__Goal__. The listing below must be repeated word for word, with its images excluded.

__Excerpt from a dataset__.
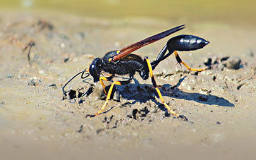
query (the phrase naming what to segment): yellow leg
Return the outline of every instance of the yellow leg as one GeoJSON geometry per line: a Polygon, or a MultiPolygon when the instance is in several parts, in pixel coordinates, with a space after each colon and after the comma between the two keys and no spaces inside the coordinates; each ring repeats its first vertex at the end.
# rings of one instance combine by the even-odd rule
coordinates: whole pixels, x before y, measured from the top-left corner
{"type": "Polygon", "coordinates": [[[177,61],[178,61],[179,64],[182,64],[184,66],[185,66],[185,67],[189,71],[196,71],[196,72],[201,72],[203,71],[205,71],[207,69],[207,68],[204,68],[204,69],[194,69],[194,68],[191,68],[189,66],[188,66],[188,64],[186,64],[184,62],[183,62],[181,57],[179,57],[178,53],[177,52],[177,51],[174,51],[174,55],[175,55],[175,57],[176,57],[177,61]]]}
{"type": "Polygon", "coordinates": [[[160,98],[160,100],[161,100],[162,103],[163,103],[163,105],[165,106],[165,108],[167,108],[168,111],[169,111],[170,112],[171,112],[171,113],[172,113],[172,115],[175,115],[175,116],[176,116],[176,117],[177,117],[182,118],[184,119],[184,120],[188,120],[187,118],[186,118],[185,116],[184,116],[184,115],[179,115],[179,114],[177,114],[177,113],[176,113],[175,111],[174,111],[170,108],[170,106],[169,106],[167,105],[167,104],[166,104],[166,103],[164,101],[163,98],[163,96],[162,96],[161,92],[160,92],[159,88],[157,87],[157,83],[156,83],[155,80],[155,77],[154,77],[154,75],[153,74],[152,67],[151,67],[151,66],[150,60],[148,59],[148,57],[146,57],[145,59],[146,59],[146,63],[147,63],[148,66],[148,70],[149,70],[149,71],[150,71],[150,77],[151,77],[151,78],[153,86],[153,87],[155,88],[155,89],[157,90],[157,94],[158,94],[159,98],[160,98]]]}
{"type": "Polygon", "coordinates": [[[104,108],[106,107],[106,105],[108,104],[108,102],[109,100],[110,99],[111,94],[112,94],[112,91],[113,91],[113,88],[115,86],[115,84],[116,84],[116,85],[122,85],[121,83],[119,82],[119,81],[115,81],[111,84],[110,88],[108,90],[108,94],[106,96],[106,99],[105,103],[104,103],[104,105],[101,107],[101,110],[97,113],[96,113],[94,116],[96,116],[96,115],[99,115],[104,110],[104,108]]]}

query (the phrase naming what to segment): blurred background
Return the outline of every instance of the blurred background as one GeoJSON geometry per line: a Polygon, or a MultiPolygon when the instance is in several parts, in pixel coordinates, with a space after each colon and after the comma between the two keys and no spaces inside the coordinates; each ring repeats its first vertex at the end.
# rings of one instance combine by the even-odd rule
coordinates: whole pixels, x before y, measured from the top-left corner
{"type": "Polygon", "coordinates": [[[170,21],[221,23],[252,26],[256,1],[247,0],[0,0],[0,9],[60,11],[77,15],[123,18],[147,17],[170,21]]]}

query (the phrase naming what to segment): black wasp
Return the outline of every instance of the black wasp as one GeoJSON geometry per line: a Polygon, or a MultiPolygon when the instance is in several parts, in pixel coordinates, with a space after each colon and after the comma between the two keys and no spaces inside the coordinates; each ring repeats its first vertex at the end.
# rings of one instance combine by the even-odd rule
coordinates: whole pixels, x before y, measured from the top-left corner
{"type": "Polygon", "coordinates": [[[181,35],[170,38],[166,45],[163,47],[158,54],[156,60],[150,63],[148,57],[145,57],[143,59],[139,55],[131,54],[132,52],[143,47],[146,45],[153,43],[160,40],[169,35],[175,33],[179,30],[184,28],[184,25],[181,25],[167,31],[161,32],[152,37],[148,37],[144,40],[141,40],[136,43],[129,45],[121,50],[111,51],[106,53],[103,58],[95,59],[89,66],[89,69],[79,72],[73,77],[63,88],[64,93],[67,93],[64,90],[67,84],[79,74],[82,74],[81,77],[84,78],[88,77],[90,74],[93,77],[94,83],[99,81],[103,87],[104,91],[106,95],[106,101],[101,110],[96,114],[90,115],[94,117],[100,114],[103,110],[108,101],[115,85],[125,85],[130,83],[133,76],[136,72],[139,72],[140,76],[144,80],[148,78],[149,76],[151,79],[153,88],[161,100],[162,103],[164,105],[168,111],[170,111],[174,115],[181,118],[184,120],[188,120],[184,115],[179,115],[174,112],[164,101],[161,92],[157,85],[153,74],[153,70],[161,61],[165,59],[172,53],[174,53],[177,61],[179,64],[182,64],[189,70],[195,71],[202,71],[206,69],[193,69],[184,62],[179,56],[177,51],[190,51],[200,49],[207,45],[209,42],[202,38],[189,35],[181,35]],[[168,52],[167,52],[168,51],[168,52]],[[106,72],[112,74],[110,77],[105,77],[101,76],[101,72],[106,72]],[[89,74],[88,73],[89,72],[89,74]],[[86,76],[83,77],[83,74],[86,72],[86,76]],[[103,83],[103,81],[111,81],[115,75],[125,75],[128,74],[129,78],[126,81],[113,81],[110,86],[108,91],[106,90],[106,86],[103,83]]]}

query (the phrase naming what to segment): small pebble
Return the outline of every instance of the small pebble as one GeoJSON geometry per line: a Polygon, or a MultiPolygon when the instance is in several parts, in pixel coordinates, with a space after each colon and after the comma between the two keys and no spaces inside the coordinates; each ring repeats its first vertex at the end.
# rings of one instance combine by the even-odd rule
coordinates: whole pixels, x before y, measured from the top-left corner
{"type": "Polygon", "coordinates": [[[231,69],[238,69],[240,68],[241,59],[239,57],[230,57],[224,63],[225,67],[231,69]]]}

__Solution to this exercise__.
query (the phrase naming what to segment): yellow leg
Return the outline of every instance of the yellow leg as one GeoJSON geometry per line: a Polygon, or a MultiPolygon when the instance is in several parts, in pixel coordinates, with a space after each colon and after the comma between the two keys and no spaces inside the coordinates; each ring repeats its first vertex at the end.
# rings of one instance combine by the even-odd rule
coordinates: whole pixels, x before y, measured from the top-left corner
{"type": "Polygon", "coordinates": [[[177,61],[178,61],[179,64],[182,64],[184,66],[185,66],[185,67],[189,71],[196,71],[196,72],[201,72],[203,71],[205,71],[207,69],[207,68],[204,68],[204,69],[194,69],[194,68],[191,68],[189,66],[188,66],[188,64],[186,64],[184,62],[183,62],[181,57],[179,57],[178,53],[177,52],[177,51],[174,51],[174,55],[175,55],[175,57],[176,57],[177,61]]]}
{"type": "Polygon", "coordinates": [[[160,98],[160,100],[161,100],[162,103],[163,103],[163,105],[165,106],[165,108],[167,108],[168,111],[169,111],[170,112],[171,112],[171,113],[172,113],[172,115],[175,115],[175,116],[176,116],[176,117],[177,117],[182,118],[184,119],[184,120],[188,120],[187,118],[186,118],[185,116],[184,116],[184,115],[179,115],[179,114],[177,114],[177,113],[176,113],[175,111],[174,111],[170,108],[170,106],[169,106],[167,105],[167,104],[166,104],[166,103],[164,101],[163,98],[163,96],[162,96],[161,92],[160,92],[159,88],[157,87],[157,83],[156,83],[155,80],[155,77],[154,77],[154,75],[153,74],[152,67],[151,67],[151,66],[150,60],[148,59],[148,57],[146,57],[145,59],[146,59],[146,63],[147,63],[148,66],[148,70],[149,70],[149,71],[150,71],[150,77],[151,77],[151,78],[153,86],[153,87],[155,88],[155,89],[157,90],[157,94],[158,94],[159,98],[160,98]]]}
{"type": "Polygon", "coordinates": [[[104,108],[106,107],[106,105],[108,104],[108,102],[109,100],[110,99],[111,94],[112,94],[112,91],[113,91],[113,88],[115,86],[115,84],[116,84],[116,85],[122,85],[121,83],[119,82],[119,81],[115,81],[111,84],[110,88],[108,90],[108,94],[106,96],[106,99],[105,103],[104,103],[104,105],[101,107],[101,110],[97,113],[96,113],[94,116],[96,116],[96,115],[99,115],[104,110],[104,108]]]}

query (the phrase naming what to segment): blurred background
Return the outline of every instance of the blurred background as one GeoJSON geometry per line: a Polygon, or a MultiPolygon when the instance is in several parts, in pixel coordinates, with a space after each colon and after the comma between the two keys and no spaces inside the coordinates; each ring repeats its first vertex at the end.
# rings of one instance combine by the even-odd rule
coordinates: whole pixels, x before y, measured from the top-left corner
{"type": "Polygon", "coordinates": [[[170,21],[221,23],[252,26],[256,1],[247,0],[0,0],[0,9],[60,11],[77,15],[123,18],[147,17],[170,21]]]}

query (the phrase naming what to segment): black wasp
Return the outline of every instance of the black wasp as one GeoJSON geometry per line: a Polygon, or a MultiPolygon when the instance is in several parts, in pixel coordinates, with a space after each colon and after the comma between the two keys and no spaces inside the coordinates; each ring repeats its first vertex at the end.
# rings of one instance combine by the even-odd rule
coordinates: whole pixels, x before y, measured from the top-left corner
{"type": "Polygon", "coordinates": [[[181,35],[170,38],[166,45],[163,47],[158,54],[156,60],[150,63],[148,57],[145,57],[143,59],[139,55],[131,54],[132,52],[143,47],[146,45],[153,43],[160,40],[169,35],[175,33],[179,30],[184,28],[184,25],[181,25],[167,31],[161,32],[152,37],[148,37],[144,40],[141,40],[136,43],[129,45],[121,50],[111,51],[106,53],[103,58],[95,59],[89,66],[89,69],[79,72],[73,77],[63,88],[64,93],[67,93],[64,90],[67,84],[79,74],[82,74],[81,77],[84,78],[88,77],[90,74],[93,77],[94,83],[99,81],[103,87],[104,91],[106,95],[106,101],[101,110],[96,114],[90,115],[94,117],[100,114],[103,110],[108,101],[115,85],[125,85],[130,83],[133,76],[136,72],[139,72],[140,76],[144,80],[148,78],[149,76],[151,79],[153,88],[161,100],[162,103],[164,105],[168,111],[170,111],[174,115],[181,118],[184,120],[188,120],[184,115],[179,115],[174,112],[164,101],[161,92],[157,85],[153,74],[153,70],[161,61],[165,59],[172,53],[174,53],[177,61],[179,64],[182,64],[189,70],[195,71],[202,71],[206,69],[193,69],[184,62],[179,56],[177,51],[190,51],[200,49],[207,45],[209,42],[202,38],[189,35],[181,35]],[[168,52],[167,52],[168,51],[168,52]],[[106,72],[112,74],[110,77],[105,77],[101,76],[101,72],[106,72]],[[89,74],[88,73],[89,72],[89,74]],[[86,76],[83,77],[83,74],[86,72],[86,76]],[[103,83],[103,81],[111,81],[115,75],[125,75],[128,74],[129,78],[126,81],[113,81],[110,86],[108,91],[106,90],[106,86],[103,83]]]}

query (the phrase naming what to segment): small pebble
Return the outline of every instance of the small pebble as one GeoJSON geometry per line: a Polygon, or a MultiPolygon when the instance is in several parts, in pixel coordinates, with a space after each colon and after the comma between the two keys and no spaces inside the coordinates; each ring repeats its first vertex at the end.
# rings of one instance combine by the even-odd rule
coordinates: whole pixels, x before y, measured from the top-left corner
{"type": "Polygon", "coordinates": [[[231,69],[238,69],[240,68],[241,59],[239,57],[230,57],[224,63],[225,67],[231,69]]]}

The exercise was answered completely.